Work order
Produce an exact copy of all the data below, dropping every image.

Given records
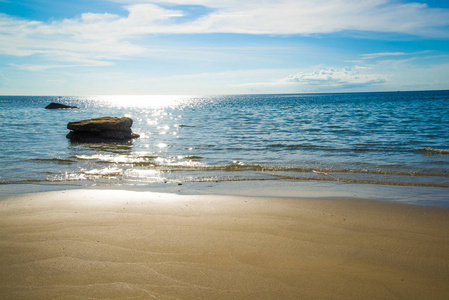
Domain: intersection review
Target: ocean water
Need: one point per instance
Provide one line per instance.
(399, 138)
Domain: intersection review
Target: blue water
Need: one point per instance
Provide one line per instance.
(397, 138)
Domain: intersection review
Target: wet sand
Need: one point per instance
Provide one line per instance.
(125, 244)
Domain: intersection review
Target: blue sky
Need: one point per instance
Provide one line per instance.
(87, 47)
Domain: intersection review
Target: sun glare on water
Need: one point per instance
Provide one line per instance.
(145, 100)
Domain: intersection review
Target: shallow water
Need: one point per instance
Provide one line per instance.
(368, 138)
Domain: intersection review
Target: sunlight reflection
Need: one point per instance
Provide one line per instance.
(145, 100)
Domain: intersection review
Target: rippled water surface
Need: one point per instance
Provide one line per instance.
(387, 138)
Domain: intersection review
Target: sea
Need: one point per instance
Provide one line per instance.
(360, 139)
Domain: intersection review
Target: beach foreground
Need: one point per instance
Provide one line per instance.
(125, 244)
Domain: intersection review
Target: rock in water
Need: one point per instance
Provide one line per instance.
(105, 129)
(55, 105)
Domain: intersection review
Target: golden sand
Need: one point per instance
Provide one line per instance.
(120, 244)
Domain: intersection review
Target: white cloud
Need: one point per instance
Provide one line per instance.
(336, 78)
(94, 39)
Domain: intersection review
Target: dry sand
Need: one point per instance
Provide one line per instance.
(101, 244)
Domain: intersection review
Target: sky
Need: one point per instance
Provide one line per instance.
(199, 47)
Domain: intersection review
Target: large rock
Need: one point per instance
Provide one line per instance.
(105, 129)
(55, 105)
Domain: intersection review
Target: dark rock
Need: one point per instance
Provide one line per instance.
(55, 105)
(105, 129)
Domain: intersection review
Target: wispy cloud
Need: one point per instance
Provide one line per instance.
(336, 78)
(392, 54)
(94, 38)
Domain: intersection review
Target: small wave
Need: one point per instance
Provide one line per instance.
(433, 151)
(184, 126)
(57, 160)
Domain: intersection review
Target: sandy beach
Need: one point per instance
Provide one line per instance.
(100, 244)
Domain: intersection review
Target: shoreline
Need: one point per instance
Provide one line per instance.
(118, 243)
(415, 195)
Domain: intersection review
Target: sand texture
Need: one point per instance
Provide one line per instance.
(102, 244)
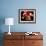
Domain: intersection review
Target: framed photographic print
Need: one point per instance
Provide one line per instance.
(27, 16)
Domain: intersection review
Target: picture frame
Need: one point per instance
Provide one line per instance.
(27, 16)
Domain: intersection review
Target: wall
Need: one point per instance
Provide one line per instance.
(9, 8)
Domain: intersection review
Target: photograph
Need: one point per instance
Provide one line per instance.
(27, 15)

Written reply
Domain: intersection review
Target: ocean water
Need: one point per instance
Provide one line per instance.
(399, 138)
Domain: intersection review
Target: blue water
Need: one point per instance
Provide one line per instance.
(397, 138)
Domain: intersection review
Target: wet sand
Need: one point per instance
Provide one line per instance.
(125, 244)
Domain: intersection review
Target: blue sky
Need: one point per instance
Provide one line per instance.
(87, 47)
Domain: intersection review
Target: sun glare on water
Need: one point per instance
Provide one line per instance.
(145, 100)
Domain: intersection review
Target: shallow water
Need: one point per instance
Provide one line per instance.
(368, 138)
Domain: intersection review
Target: sunlight reflection
Need: one point per instance
Provide one line per instance.
(145, 100)
Domain: intersection review
Target: rippled water surface
Need: one point per instance
Provide one line per instance.
(387, 138)
Domain: intersection review
Target: sea
Need: one point per instance
Provide one line per instance.
(360, 139)
Domain: intersection review
Target: beach foreground
Need: one point per instance
Provide one line per instance.
(125, 244)
Domain: intersection review
Target: rock in water
Need: one point per instance
Provide one line per instance.
(105, 129)
(55, 105)
Domain: intersection review
Target: golden sand
Need: one point per instance
Provide one line per instance.
(120, 244)
Domain: intersection review
Target: white cloud
Need: one point per instance
Provide one line per instance.
(336, 78)
(94, 39)
Domain: intersection review
Target: dry sand
Need: one point per instance
Provide one line per instance.
(101, 244)
Domain: intersection review
Target: sky
Need: one point per instance
Provide one line per instance.
(199, 47)
Domain: intersection review
Target: large rock
Need: one point per instance
Provide one line per instance.
(105, 129)
(55, 105)
Domain: intersection review
Target: dark rock
Need: one point per instance
Provide one line per instance.
(55, 105)
(105, 129)
Domain: intersection review
Target: wispy cloud
Need: one point per instance
Provide one line per instance.
(336, 78)
(392, 54)
(94, 38)
Domain: intersection review
Target: small wave
Need: one point per instance
Provide one line per instance.
(433, 151)
(184, 126)
(57, 160)
Domain: intersection review
Target: sandy beach
Need: one point per instance
Provide one line per instance.
(100, 244)
Domain: intersection review
Target: shoreline
Need: one point per instance
Provide one line per instance.
(118, 243)
(415, 195)
Domain: intersection review
Target: sand texture
Need: one point per instance
Provide one line per instance.
(102, 244)
Domain: intersection review
Target: framed photographic print
Need: one point per instance
Provide one line per instance.
(27, 16)
Domain: intersection review
Target: picture frame
Need: one point per instance
Provide one line per instance.
(27, 16)
Domain: intersection review
Target: wall
Need: one point per instance
Provide one line per instance.
(9, 8)
Domain: intersection review
Target: photograph
Need: one point per instance
Provide one line per instance.
(27, 15)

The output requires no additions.